* **STATED EXERCISE**
Retype each entry below exactly as it stands.

* **SUPPLIED DATA**
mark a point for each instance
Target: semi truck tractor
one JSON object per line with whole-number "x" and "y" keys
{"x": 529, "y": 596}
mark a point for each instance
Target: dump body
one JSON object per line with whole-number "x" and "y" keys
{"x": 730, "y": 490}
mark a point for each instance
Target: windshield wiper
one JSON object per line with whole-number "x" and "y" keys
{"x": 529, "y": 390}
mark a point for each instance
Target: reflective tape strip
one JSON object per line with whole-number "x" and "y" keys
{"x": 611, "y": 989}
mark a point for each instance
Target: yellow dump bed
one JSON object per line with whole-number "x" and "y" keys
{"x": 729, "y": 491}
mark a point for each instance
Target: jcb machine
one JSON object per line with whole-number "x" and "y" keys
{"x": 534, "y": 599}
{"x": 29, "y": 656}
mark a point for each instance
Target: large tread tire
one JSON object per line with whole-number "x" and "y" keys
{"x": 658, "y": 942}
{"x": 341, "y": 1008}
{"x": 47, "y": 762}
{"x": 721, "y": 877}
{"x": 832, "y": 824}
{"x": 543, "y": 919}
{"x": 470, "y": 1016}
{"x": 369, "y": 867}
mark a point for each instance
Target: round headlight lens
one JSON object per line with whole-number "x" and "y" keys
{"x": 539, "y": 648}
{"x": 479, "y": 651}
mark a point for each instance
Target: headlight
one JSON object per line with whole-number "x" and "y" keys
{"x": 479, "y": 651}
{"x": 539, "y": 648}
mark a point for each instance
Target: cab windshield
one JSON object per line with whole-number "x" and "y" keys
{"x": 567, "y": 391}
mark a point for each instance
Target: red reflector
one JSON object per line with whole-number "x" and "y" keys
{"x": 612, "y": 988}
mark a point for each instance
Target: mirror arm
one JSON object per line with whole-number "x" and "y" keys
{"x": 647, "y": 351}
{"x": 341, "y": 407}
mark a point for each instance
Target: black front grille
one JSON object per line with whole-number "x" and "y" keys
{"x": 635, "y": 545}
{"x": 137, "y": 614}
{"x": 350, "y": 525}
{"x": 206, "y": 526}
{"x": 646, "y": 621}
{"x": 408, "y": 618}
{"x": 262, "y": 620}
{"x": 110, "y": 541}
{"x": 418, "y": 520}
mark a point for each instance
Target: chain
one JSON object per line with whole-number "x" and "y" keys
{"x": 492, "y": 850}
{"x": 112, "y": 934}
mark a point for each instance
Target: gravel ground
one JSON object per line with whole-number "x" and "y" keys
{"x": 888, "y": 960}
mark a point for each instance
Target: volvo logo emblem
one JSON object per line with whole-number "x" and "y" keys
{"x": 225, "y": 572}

* **IN RESPONSE**
mark a point for each instance
Target: semi truck tractor
one JSON object per line with whole-number "x" and "y" keys
{"x": 529, "y": 596}
mark a point for each instance
Target: dump body
one JSON object per line with whole-number "x" and "y" keys
{"x": 730, "y": 490}
mark a point for each instance
Target: windshield wiper
one JSON object per line with whole-number "x" and "y" keys
{"x": 529, "y": 390}
mark a point for each instance
Target: reflective tape strip
one JSON object per line with whole-number "x" and "y" keys
{"x": 611, "y": 989}
mark a point for each instance
Target: yellow dump bed
one JSON object per line with whole-number "x" and "y" keys
{"x": 729, "y": 491}
mark a point for each instance
Target: jcb machine
one JSON object per line with whole-number "x" and "y" keys
{"x": 534, "y": 599}
{"x": 29, "y": 656}
mark a point for each instance
Target: large tread tire
one JSON object per line with whole-number "x" and "y" keys
{"x": 658, "y": 942}
{"x": 341, "y": 1008}
{"x": 47, "y": 762}
{"x": 721, "y": 877}
{"x": 832, "y": 824}
{"x": 543, "y": 919}
{"x": 470, "y": 1016}
{"x": 369, "y": 867}
mark a point for each instance
Target: round headlight lens
one JSON object per line with whole-number "x" and "y" keys
{"x": 539, "y": 648}
{"x": 479, "y": 651}
mark a point for each instance
Target: headlight
one JSON object per line with whole-number "x" and "y" keys
{"x": 479, "y": 651}
{"x": 539, "y": 648}
mark a point for each instance
Target: cab windshield
one JSON object per line with whole-number "x" and "y" keys
{"x": 567, "y": 391}
mark a point for each instance
Target: red reflector
one JSON object per line with whole-number "x" and "y" keys
{"x": 612, "y": 988}
mark a point for each instance
Target: mirror arm
one JSON object per line with whole-number "x" and "y" keys
{"x": 647, "y": 351}
{"x": 341, "y": 407}
mark a point for each instance
Target: black front grille
one JSON object per line with whole-number "x" and "y" keys
{"x": 635, "y": 545}
{"x": 137, "y": 614}
{"x": 350, "y": 525}
{"x": 206, "y": 526}
{"x": 646, "y": 621}
{"x": 408, "y": 618}
{"x": 262, "y": 620}
{"x": 110, "y": 541}
{"x": 418, "y": 520}
mark a point for each instance
Target: chain
one JSON object per line with whole-number "x" and "y" keys
{"x": 492, "y": 850}
{"x": 112, "y": 934}
mark a point for each instance
Target: gravel ground
one JSON object per line with whole-number "x" and "y" keys
{"x": 888, "y": 960}
mark a point for each instance
Target: volvo logo emblem
one JSON object per line with whole-number "x" and "y" keys
{"x": 225, "y": 572}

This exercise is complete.